Task brief:
Report each line of the records below that contains the string "water", treating uppercase and lowercase letters as different.

## START

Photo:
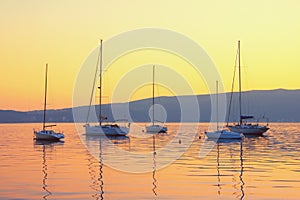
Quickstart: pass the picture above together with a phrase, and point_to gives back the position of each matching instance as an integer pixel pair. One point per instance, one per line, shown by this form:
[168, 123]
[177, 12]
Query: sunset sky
[63, 33]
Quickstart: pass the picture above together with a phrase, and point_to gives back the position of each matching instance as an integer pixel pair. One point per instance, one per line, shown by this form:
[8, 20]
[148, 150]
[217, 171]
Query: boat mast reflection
[154, 167]
[241, 194]
[46, 145]
[98, 174]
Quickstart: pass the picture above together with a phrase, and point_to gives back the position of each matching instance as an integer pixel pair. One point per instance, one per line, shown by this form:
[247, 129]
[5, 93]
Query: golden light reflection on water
[256, 168]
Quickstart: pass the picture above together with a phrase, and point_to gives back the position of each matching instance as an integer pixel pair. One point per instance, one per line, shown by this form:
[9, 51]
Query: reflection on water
[154, 167]
[252, 168]
[46, 145]
[96, 166]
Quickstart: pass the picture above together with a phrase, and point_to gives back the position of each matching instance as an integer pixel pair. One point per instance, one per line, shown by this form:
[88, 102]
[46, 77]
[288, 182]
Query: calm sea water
[143, 166]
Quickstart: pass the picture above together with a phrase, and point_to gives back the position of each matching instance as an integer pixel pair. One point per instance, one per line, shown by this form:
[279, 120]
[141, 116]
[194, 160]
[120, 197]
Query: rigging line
[92, 93]
[232, 88]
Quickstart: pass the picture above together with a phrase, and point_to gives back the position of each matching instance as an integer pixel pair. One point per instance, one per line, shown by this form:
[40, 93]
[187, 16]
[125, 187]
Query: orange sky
[63, 33]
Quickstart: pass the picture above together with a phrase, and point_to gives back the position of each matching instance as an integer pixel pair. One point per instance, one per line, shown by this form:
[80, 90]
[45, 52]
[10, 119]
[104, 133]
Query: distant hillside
[277, 105]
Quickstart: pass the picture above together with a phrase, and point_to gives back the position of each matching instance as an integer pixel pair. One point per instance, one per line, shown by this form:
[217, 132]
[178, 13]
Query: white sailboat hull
[223, 134]
[48, 135]
[249, 129]
[109, 130]
[156, 129]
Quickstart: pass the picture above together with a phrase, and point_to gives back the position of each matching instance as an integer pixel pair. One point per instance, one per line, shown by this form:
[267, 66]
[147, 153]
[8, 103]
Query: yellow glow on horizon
[63, 34]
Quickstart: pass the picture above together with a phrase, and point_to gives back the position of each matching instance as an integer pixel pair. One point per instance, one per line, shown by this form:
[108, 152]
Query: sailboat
[154, 127]
[47, 134]
[243, 126]
[109, 129]
[221, 134]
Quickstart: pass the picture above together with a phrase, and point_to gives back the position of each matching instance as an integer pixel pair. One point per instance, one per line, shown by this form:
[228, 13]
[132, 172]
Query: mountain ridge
[280, 105]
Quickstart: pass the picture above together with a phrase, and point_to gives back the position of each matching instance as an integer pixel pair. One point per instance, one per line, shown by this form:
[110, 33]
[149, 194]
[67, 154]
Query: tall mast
[240, 84]
[217, 101]
[153, 94]
[100, 86]
[45, 97]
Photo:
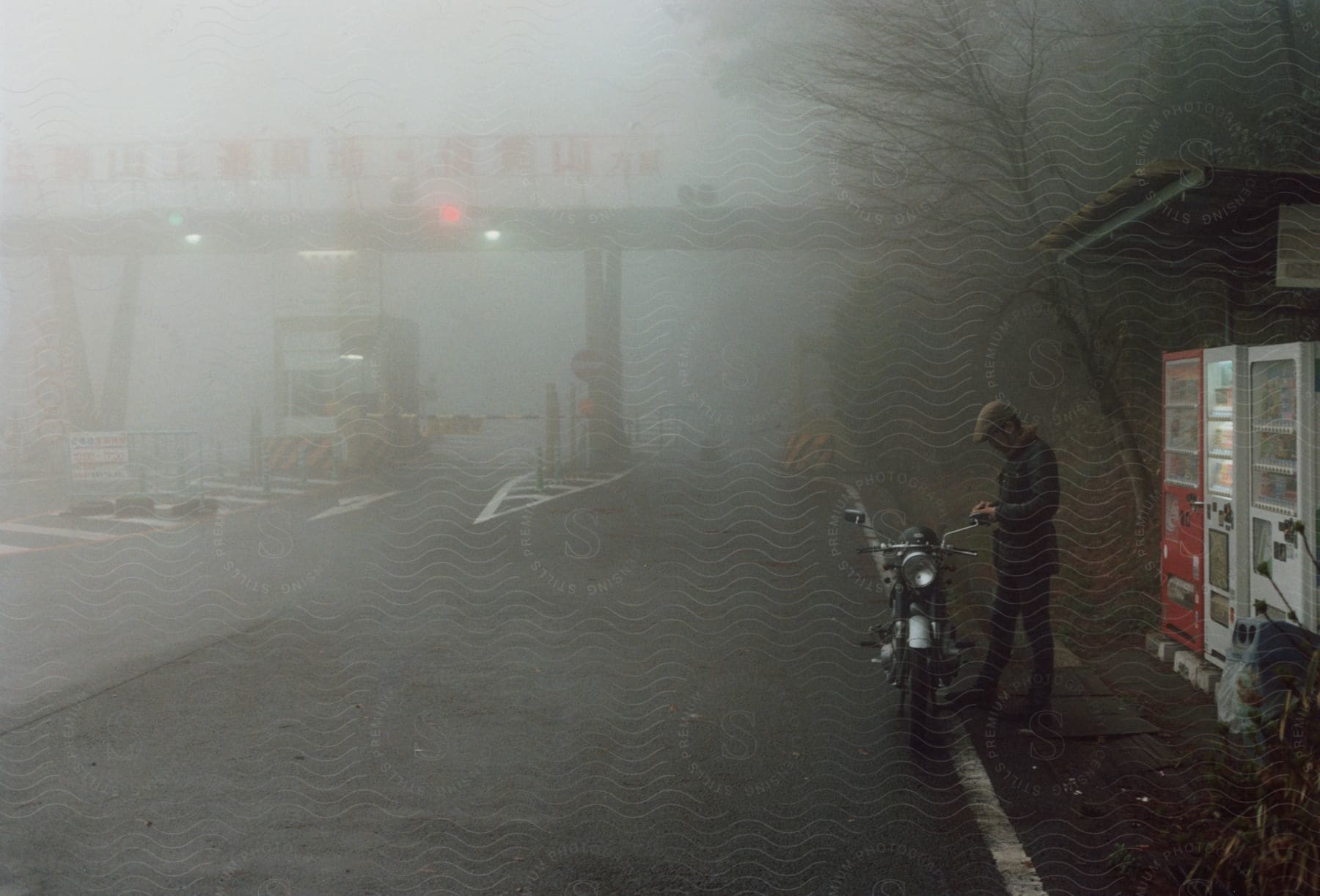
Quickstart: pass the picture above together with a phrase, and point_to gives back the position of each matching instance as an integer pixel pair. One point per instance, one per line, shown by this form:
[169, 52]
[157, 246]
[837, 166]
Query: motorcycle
[919, 645]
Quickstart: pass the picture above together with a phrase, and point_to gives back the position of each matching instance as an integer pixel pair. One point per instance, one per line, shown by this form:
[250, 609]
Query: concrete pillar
[606, 440]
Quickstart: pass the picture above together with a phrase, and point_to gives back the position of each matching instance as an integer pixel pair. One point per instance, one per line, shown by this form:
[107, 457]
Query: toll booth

## END

Task output:
Query: golden light reflection on water
Query: reflection on water
Query: calm sea water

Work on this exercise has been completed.